→ **Your objective**
Set down each of the records below exactly as it reads. No pictures go into the copy.

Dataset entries
[Start of Attachment]

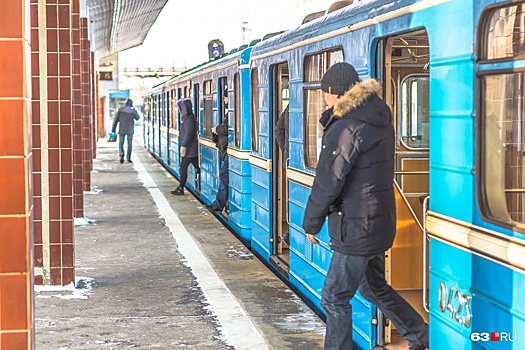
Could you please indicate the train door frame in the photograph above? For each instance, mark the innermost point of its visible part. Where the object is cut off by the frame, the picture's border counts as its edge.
(195, 92)
(280, 92)
(386, 57)
(223, 111)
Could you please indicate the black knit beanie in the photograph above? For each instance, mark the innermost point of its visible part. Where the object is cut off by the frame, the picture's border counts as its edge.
(339, 78)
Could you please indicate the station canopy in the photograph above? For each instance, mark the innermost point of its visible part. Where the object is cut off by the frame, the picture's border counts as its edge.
(117, 25)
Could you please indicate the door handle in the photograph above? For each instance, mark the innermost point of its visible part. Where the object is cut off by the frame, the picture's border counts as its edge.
(425, 270)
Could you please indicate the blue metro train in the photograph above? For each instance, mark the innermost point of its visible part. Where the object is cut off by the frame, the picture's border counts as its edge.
(453, 73)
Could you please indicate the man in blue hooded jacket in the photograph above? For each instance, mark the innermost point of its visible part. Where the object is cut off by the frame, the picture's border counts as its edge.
(353, 186)
(189, 143)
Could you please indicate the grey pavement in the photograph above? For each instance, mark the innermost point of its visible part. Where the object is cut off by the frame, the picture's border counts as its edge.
(156, 271)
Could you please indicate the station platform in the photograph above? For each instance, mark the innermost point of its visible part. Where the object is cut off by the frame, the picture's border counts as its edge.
(157, 271)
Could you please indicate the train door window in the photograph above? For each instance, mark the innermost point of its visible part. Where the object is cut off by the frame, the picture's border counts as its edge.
(196, 105)
(208, 109)
(167, 108)
(502, 175)
(415, 116)
(280, 99)
(255, 109)
(223, 103)
(404, 73)
(174, 119)
(237, 109)
(314, 105)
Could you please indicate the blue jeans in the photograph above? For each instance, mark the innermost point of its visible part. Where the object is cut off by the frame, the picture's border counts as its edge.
(347, 274)
(121, 145)
(222, 193)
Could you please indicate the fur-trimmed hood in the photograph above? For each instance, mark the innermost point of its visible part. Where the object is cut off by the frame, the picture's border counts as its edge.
(364, 98)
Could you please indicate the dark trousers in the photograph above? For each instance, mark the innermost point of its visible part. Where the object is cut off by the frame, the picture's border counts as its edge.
(347, 274)
(186, 161)
(121, 145)
(222, 193)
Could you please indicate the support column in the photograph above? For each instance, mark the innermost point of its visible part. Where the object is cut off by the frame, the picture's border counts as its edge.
(86, 105)
(52, 136)
(16, 199)
(78, 164)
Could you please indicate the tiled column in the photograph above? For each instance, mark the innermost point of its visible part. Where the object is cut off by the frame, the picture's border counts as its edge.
(94, 108)
(86, 104)
(78, 187)
(16, 197)
(52, 135)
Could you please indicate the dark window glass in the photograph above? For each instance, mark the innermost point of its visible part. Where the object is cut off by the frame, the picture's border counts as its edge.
(255, 109)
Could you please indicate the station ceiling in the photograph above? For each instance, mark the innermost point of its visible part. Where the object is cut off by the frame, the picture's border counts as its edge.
(117, 25)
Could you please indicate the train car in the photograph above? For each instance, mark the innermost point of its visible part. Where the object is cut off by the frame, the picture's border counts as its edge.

[End of Attachment]

→ **Output of the exercise**
Could you please indicate the train door frame in the photograph above? For each instance, mark the innermost point of its visible part. Where the object is cut off by the frame, the picture's border counts as its edge.
(195, 92)
(280, 92)
(386, 57)
(223, 111)
Could you please indicate the black knit beanie in the photograph above? For each instance, mark the innermost point of its visible part. Where the object is cut off by the frame, the picture's border counts as its edge.
(339, 78)
Could you please indicate the station canopy in the photograph above? For each instance, mark the innermost point of its visible part. Where the object is cut off by the frame, the picture's border counts as its edge.
(117, 25)
Could you please indicate the door handle in the photograph above? For each instance, mark the innermost point of its visible part. Where the object is cut off by the frame, the picture's border counts as its edge.
(425, 270)
Could you please indicate the blue metro train in the photograph above? For each instance, mark the innermost point of its visible part. Where the object is cut off by the frame, the picture's border counts as its edge.
(453, 73)
Could you please indicate the man in blue hooded jacket in the photograph above? For each instance, mark the innermost point of its visible part. Where the object is cut off by the frame, the picture's border counts as its edge.
(353, 186)
(189, 143)
Could you please indicate the grey pavement in the photograph above? For each instance, mark the innermost point of its visible part. Where the object is cut off by the frame, the picture's border counts as its edge.
(156, 271)
Could you please indicate the station platform in the photograph above? For each instance, mark the innermost point of its visible part. Where the object is cut off by the frame, the picture's border counts as its edge.
(157, 271)
Could you please indicate the train door window in the photograph above? For each instance, mark the innermost point of its visible part. Where the object is cut off by the frame, the picture's border counts as its edge.
(196, 105)
(208, 109)
(167, 108)
(502, 175)
(415, 116)
(280, 99)
(255, 109)
(223, 103)
(404, 73)
(174, 119)
(237, 109)
(314, 105)
Could you please indicate the blue jeans in the photograph above? For each instance, mark the innermost point of its visible part. Where the object is cut off by the frame, the picture's border counts as its edge.
(347, 274)
(121, 145)
(222, 193)
Could you please indicate the fur-trimmed hood in the photograph above? For each instance, mark the innermost point of its visible part. Where the object is cut off by the frame, the picture's border counts as its edge.
(364, 98)
Could you please indicate the dark trousers in the photograph above? For each instance, mark the innermost point of its visible part. Where the object is cut off by the frame, the picture's border counts as its edge.
(347, 274)
(186, 161)
(121, 145)
(222, 193)
Could you please indicate the support column in the photograph above? For each instance, mark the innermost point of its visible part. Where the object is cut off by the frame, the picture's border counts as its edge.
(86, 105)
(52, 136)
(16, 199)
(78, 164)
Could you please indicate the tiled column in the photograph above? For each instance, mark the innermost point of its visible part. Where the object is cut off by the frame, the picture's border counts as its edge.
(94, 108)
(86, 104)
(78, 187)
(16, 197)
(52, 135)
Could you please indicate the dark window glass in the photograph above? For each instance, mark the innermost point of its visible part. Where the object is cut off by the frame, the picture's border counts as its edge.
(255, 109)
Could you please indicate the station ceiling in the photograph above? For each instance, mark the innermost point of its visible part. Where the object is cut off by the frame, the picture's border counts as its edge.
(117, 25)
Could you please indicate the train car in the photograph above? For each instance, mark the innermost point of its visible part. Where the object is cut off by the frame, the picture's border counts as its edge.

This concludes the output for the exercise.